**Text block**
______

Both Ways

January 13, 2006

We simply can’t have it both ways.

We can be a community of motorists who take our own 3,500-pound, six-foot-by-sixteen-foot shipping container with us virtually everywhere we go…

…or become a community of walkers, bicyclists, and public transit users who live where these modes are viable and practical.

We can be a nation of consumers who comprise five percent of the human race but devour twenty-five percent of the world’s resources…

…or become a nation of citizens who return to the virtues of thrift and conservation, personal responsibility and self-restraint.

We can be a world of depletion and inequity and strife…

…or become a world that is sustainable and just.

Why can’t we have it all? Because of (1) basic geometry; (2) basic laws of physics; and (3) basic human nature. Our planet simply does not have enough arable land, resources, or ecosystem capacity to support six billion people who live the “non-negotiable” American Way of Life. The 0.3 billion of us who appropriate the lion’s share for ourselves aren’t going to get away with it much longer.

______

**Directives**
[1] Reproduce everything in the essay from "We can be a world" down to "it much longer.".
[2] Answer these questions using the essay:
(a) How heavy is the vehicle that motorists are said to take with them virtually everywhere?
(b) What percentage of the world's resources does the essay say the nation devours?
(c) What three things does the essay give as the reasons we can't have it all?
The data that follows has no connection to the essay.

(Data entries)
______

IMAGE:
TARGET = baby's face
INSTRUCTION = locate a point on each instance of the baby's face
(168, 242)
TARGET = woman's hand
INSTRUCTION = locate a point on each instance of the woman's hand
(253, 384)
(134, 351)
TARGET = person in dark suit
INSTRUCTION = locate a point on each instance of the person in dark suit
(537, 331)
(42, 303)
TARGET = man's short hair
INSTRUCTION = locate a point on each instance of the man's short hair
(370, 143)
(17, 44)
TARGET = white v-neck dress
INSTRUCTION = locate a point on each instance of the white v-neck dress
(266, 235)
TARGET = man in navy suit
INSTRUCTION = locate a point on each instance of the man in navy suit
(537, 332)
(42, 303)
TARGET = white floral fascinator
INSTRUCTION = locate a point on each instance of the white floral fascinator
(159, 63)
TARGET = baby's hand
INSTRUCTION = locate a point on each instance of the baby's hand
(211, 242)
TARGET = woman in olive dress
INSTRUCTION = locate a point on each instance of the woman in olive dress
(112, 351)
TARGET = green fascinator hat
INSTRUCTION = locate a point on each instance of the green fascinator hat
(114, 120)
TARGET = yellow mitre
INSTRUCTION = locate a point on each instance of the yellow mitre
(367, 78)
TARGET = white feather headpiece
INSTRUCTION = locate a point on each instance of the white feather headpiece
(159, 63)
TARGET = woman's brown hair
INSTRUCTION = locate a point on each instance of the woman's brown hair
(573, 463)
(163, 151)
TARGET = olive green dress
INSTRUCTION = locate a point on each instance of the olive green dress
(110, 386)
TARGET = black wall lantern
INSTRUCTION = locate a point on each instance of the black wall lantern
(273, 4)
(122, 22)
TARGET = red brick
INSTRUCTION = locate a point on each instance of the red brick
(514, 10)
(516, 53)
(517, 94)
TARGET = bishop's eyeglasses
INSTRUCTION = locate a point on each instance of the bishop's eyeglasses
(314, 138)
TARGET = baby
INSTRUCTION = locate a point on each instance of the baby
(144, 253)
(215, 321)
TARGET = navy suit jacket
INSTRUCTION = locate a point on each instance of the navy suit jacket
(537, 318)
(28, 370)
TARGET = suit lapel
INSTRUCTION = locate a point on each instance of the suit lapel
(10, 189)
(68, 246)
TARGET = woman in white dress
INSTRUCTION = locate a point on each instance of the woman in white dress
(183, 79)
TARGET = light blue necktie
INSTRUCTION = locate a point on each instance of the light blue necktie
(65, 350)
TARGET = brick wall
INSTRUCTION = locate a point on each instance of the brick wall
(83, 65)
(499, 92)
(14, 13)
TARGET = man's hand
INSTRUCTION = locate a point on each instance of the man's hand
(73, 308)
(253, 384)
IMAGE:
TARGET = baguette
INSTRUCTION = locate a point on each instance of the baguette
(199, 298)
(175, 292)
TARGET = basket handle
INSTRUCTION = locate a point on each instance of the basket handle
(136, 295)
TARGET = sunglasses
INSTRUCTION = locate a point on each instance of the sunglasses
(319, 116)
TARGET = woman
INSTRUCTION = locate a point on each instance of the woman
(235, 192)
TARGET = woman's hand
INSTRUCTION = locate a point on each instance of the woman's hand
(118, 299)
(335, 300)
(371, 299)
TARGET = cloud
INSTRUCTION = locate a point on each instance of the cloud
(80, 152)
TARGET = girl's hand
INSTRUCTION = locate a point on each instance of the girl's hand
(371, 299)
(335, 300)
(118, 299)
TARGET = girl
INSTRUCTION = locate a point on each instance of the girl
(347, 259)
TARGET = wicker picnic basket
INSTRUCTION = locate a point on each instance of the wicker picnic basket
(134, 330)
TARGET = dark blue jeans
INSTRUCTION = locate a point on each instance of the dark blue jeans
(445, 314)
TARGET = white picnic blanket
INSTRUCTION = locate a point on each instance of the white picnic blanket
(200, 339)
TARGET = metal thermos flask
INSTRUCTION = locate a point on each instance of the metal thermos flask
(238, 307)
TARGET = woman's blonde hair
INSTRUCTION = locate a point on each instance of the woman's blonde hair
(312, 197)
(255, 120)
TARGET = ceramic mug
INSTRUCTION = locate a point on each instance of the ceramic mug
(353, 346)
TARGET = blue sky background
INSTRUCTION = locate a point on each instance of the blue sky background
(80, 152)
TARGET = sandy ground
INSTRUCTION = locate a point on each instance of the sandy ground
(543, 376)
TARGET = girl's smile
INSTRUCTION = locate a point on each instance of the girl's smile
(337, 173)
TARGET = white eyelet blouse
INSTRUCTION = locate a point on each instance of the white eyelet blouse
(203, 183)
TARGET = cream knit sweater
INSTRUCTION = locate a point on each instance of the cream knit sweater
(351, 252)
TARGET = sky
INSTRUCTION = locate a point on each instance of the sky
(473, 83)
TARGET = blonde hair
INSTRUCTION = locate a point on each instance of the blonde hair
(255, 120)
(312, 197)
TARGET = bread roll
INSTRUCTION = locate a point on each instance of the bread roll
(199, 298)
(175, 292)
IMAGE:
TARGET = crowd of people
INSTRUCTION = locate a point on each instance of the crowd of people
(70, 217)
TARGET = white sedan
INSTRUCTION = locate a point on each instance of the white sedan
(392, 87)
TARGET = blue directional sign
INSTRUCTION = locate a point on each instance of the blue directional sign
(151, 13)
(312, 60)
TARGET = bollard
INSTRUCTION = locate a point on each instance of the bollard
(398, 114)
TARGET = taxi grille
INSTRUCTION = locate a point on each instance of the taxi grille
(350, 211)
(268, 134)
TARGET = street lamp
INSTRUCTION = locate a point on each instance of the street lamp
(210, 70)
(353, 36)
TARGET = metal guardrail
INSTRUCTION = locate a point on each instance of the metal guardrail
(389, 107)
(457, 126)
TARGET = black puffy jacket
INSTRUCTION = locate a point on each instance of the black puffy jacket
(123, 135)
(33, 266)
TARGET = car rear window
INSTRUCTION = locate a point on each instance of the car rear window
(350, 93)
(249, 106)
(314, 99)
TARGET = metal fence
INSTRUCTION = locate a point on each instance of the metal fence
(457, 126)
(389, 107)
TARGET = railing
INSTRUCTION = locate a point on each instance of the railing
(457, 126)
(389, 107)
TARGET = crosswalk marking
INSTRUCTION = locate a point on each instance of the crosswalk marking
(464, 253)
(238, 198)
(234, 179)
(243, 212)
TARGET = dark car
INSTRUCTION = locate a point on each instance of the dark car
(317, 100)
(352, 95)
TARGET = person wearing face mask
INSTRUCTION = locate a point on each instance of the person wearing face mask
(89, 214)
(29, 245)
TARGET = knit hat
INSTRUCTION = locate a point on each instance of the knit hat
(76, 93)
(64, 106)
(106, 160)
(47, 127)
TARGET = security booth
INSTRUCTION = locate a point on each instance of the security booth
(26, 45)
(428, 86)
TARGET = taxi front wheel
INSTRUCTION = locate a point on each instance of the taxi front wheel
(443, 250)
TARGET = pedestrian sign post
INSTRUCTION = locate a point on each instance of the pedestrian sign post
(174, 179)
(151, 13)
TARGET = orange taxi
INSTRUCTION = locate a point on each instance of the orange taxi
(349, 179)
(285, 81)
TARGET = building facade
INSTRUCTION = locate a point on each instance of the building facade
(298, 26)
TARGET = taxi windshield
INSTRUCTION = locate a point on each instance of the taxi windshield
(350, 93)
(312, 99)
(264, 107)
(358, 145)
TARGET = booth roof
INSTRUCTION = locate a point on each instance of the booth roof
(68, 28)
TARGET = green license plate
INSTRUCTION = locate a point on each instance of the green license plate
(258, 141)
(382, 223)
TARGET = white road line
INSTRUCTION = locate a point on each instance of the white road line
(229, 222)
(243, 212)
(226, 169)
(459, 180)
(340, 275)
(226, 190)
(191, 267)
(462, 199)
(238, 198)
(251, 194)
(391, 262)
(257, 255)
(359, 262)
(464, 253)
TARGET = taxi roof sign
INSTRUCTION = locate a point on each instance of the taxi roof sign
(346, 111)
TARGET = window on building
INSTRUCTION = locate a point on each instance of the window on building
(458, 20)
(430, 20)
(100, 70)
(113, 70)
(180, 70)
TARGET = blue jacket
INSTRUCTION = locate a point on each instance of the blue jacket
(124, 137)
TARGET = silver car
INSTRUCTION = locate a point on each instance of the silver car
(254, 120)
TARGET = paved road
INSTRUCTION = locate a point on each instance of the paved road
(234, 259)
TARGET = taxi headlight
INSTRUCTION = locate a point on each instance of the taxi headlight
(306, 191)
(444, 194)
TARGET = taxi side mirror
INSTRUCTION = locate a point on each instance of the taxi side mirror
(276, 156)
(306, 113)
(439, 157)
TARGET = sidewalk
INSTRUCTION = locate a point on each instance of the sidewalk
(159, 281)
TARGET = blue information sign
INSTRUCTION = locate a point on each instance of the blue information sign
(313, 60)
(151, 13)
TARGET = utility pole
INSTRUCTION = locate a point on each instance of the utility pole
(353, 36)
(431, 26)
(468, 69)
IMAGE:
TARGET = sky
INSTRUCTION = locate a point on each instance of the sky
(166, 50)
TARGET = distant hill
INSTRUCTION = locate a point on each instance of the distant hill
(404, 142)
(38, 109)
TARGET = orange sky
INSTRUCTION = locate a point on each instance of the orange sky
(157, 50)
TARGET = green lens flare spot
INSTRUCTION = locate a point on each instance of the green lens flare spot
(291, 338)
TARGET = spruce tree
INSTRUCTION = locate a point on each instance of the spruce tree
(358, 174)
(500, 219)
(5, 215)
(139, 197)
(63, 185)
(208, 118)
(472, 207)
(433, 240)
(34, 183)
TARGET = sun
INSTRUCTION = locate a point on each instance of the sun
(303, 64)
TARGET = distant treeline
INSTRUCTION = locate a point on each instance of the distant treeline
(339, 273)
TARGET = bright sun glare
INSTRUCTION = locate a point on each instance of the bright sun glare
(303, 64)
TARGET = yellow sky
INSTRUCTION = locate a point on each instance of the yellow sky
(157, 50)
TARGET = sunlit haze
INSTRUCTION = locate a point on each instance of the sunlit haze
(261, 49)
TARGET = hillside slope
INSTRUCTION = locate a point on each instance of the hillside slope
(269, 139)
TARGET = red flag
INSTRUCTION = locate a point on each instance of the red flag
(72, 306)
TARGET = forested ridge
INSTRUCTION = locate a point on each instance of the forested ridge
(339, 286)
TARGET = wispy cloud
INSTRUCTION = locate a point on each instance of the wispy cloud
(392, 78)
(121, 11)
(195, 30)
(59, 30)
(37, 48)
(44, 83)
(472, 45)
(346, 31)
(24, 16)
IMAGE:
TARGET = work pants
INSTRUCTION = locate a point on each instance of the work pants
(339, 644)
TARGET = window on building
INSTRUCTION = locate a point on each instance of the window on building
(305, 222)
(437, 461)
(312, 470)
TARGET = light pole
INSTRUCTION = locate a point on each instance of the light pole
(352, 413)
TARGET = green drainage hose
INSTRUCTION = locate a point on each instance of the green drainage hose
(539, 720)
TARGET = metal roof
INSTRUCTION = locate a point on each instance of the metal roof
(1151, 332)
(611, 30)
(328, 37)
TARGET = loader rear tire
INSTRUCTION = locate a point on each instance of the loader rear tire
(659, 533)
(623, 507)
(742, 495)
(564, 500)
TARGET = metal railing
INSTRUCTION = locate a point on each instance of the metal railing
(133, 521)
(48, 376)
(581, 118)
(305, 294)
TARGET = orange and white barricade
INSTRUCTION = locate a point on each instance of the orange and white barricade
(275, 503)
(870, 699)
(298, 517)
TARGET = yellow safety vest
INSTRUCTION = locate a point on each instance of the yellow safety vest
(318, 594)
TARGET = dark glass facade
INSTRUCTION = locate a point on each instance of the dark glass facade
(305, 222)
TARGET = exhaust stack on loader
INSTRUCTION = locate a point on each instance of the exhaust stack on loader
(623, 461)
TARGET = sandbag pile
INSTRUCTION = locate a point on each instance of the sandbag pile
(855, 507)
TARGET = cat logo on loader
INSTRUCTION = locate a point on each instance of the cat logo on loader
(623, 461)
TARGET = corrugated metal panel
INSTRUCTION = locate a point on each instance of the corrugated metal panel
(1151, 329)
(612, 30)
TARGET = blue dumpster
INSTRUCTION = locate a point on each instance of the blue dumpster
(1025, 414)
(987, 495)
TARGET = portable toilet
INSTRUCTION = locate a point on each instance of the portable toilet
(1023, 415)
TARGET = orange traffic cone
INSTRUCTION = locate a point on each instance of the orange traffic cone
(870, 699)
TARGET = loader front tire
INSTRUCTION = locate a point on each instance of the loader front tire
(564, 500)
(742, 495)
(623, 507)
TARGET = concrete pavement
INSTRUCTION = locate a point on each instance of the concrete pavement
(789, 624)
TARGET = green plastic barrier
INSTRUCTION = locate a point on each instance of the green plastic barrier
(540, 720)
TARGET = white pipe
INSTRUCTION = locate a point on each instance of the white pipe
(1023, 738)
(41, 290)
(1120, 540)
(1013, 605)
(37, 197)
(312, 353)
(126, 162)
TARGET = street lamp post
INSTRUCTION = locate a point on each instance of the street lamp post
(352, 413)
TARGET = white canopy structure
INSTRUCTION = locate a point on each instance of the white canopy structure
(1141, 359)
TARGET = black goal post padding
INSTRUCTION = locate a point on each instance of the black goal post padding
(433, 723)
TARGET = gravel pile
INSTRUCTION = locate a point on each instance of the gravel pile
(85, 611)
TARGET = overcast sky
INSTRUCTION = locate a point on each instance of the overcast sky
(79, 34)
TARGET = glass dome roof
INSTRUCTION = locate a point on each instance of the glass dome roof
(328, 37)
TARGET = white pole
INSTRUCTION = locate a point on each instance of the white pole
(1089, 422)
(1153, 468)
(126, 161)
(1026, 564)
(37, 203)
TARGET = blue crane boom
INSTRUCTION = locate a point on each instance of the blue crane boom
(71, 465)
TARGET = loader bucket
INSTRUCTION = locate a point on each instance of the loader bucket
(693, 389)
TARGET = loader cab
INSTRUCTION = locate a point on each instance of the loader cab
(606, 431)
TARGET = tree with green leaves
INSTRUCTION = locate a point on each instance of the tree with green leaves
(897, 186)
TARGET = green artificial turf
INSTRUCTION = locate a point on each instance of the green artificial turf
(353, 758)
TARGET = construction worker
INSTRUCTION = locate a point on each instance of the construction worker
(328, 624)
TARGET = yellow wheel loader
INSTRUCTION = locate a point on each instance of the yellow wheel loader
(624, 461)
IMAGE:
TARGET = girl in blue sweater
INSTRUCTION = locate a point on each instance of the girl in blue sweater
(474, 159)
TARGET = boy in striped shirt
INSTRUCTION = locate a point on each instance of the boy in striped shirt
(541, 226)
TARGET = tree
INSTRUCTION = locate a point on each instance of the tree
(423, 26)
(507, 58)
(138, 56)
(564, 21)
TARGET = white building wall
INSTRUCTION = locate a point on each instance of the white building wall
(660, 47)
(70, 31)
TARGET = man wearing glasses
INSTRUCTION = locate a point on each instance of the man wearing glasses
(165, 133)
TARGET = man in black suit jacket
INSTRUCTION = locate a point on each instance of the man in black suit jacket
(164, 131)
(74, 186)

______

**Responses per task**
[1]
We can be a world of depletion and inequity and strife…

…or become a world that is sustainable and just.

Why can’t we have it all? Because of (1) basic geometry; (2) basic laws of physics; and (3) basic human nature. Our planet simply does not have enough arable land, resources, or ecosystem capacity to support six billion people who live the “non-negotiable” American Way of Life. The 0.3 billion of us who appropriate the lion’s share for ourselves aren’t going to get away with it much longer.

[2]
(a) 3,500 pounds
(b) Twenty-five percent
(c) Basic geometry, basic laws of physics, and basic human nature